▶ Work to be completed
Arrange the data running from the line containing "Q: Point out each instance of the rocky" through the line containing "Q: Point out each instance of the shrub", both included, as a JSON list of strings with one string per line. Leave out blank lines, and do not include anything outside that range.

Image point annotation entries:

###

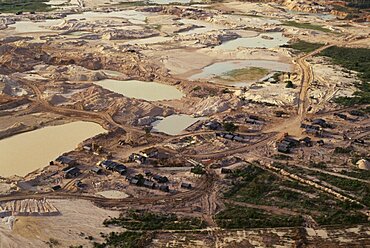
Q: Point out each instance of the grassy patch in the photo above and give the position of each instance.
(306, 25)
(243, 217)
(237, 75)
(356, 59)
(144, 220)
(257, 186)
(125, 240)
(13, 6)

###

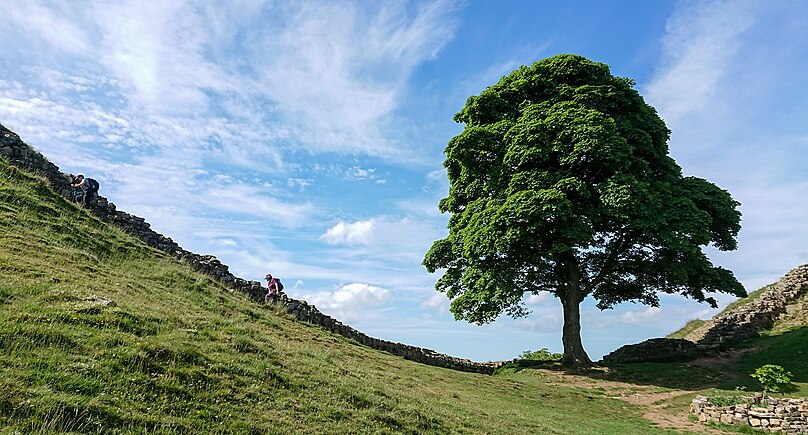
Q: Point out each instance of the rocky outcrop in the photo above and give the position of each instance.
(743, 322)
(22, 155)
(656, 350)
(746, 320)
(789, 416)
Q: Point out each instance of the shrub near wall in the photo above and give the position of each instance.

###

▶ Written response
[
  "Q: Point out each instance of the rocky outcrop in the photo above and give the position of each instance.",
  "(743, 322)",
  "(22, 155)",
  "(656, 350)",
  "(746, 320)",
  "(789, 416)",
  "Q: Point out each instance of the shrub near wall in the photo above and give the position of each instance."
]